-- start of EXERCISE INPUT --

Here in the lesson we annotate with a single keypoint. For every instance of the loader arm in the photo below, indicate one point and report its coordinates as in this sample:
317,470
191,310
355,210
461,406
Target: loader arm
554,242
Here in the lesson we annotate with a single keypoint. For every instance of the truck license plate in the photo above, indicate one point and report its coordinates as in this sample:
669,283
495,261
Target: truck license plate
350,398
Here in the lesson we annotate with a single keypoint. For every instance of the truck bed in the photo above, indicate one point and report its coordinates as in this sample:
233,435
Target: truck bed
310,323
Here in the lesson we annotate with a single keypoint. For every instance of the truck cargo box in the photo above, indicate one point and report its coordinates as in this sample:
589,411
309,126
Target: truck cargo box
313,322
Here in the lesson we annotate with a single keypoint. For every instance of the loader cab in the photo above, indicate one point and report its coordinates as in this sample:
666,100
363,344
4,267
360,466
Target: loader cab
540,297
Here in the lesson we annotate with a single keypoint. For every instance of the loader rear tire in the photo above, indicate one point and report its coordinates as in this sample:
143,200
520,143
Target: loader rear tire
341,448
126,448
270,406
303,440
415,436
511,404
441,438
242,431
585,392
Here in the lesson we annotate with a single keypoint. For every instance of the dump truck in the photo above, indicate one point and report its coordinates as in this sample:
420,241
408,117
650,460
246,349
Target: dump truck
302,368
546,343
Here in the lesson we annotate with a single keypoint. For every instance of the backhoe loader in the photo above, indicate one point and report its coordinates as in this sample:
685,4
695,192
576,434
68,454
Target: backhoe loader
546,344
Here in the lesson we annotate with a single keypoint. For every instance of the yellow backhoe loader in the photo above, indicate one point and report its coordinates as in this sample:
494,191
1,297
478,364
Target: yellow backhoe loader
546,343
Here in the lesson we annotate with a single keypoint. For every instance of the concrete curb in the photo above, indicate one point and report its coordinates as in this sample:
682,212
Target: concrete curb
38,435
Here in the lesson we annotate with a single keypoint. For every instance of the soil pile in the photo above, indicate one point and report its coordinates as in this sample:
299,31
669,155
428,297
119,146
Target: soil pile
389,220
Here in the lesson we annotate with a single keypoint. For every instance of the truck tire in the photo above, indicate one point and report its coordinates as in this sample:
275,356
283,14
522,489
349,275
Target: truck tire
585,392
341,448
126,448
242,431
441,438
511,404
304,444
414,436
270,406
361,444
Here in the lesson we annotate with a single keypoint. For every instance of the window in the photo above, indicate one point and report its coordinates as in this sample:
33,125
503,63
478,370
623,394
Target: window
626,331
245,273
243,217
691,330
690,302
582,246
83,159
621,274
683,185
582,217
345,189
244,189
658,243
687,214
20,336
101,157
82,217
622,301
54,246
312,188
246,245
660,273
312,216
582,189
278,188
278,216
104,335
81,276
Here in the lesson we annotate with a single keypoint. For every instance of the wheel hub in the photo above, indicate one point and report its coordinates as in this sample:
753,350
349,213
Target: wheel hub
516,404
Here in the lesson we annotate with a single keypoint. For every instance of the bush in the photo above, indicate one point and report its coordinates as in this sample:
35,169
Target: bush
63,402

-- end of EXERCISE INPUT --

> [SET EXERCISE]: Lay out everything in the data above, from the line containing "of the soil" down to the end of the data, as a numbered list, leaving out any blank lines.

> [FULL OUTPUT]:
1. Here in the lesson we annotate with a single keypoint. For every instance of the soil pile in the photo above, indicate one point and report its coordinates as in this sample:
2. 299,31
3. 669,155
4. 428,297
5. 119,146
6. Target: soil pile
7. 389,220
8. Here in the lesson we annotate with a single keypoint. For every instance of the truck tire in the photo above, indicate one point and report its coordinates as in this sample:
9. 275,356
10. 283,14
11. 522,489
12. 349,275
13. Target: truck tire
14. 585,392
15. 341,448
16. 126,448
17. 242,431
18. 441,438
19. 511,404
20. 304,444
21. 414,436
22. 270,406
23. 361,444
24. Here in the lesson we annotate with a single keypoint. For every instance of the window in the photo above, indicate one point and report its coordinates as in this sample:
25. 33,125
26. 503,63
27. 478,370
28. 623,394
29. Target: window
30. 626,331
31. 245,273
32. 243,217
33. 691,330
34. 690,302
35. 582,246
36. 83,159
37. 621,274
38. 683,185
39. 582,217
40. 345,189
41. 244,189
42. 658,243
43. 687,214
44. 20,336
45. 101,157
46. 82,217
47. 622,301
48. 54,246
49. 312,188
50. 246,245
51. 660,273
52. 312,216
53. 582,189
54. 278,188
55. 278,216
56. 104,335
57. 81,276
58. Here in the lesson we annotate with a single keypoint. For every instance of the wheel hub in the photo above, indicate one point and report its coordinates as in this sample:
59. 753,350
60. 349,213
61. Target: wheel hub
62. 516,404
63. Here in the lesson we annotate with a single keypoint. For every instance of the bush in the photo above, indicate one point and report its coordinates as in this sample:
64. 35,169
65. Target: bush
66. 63,402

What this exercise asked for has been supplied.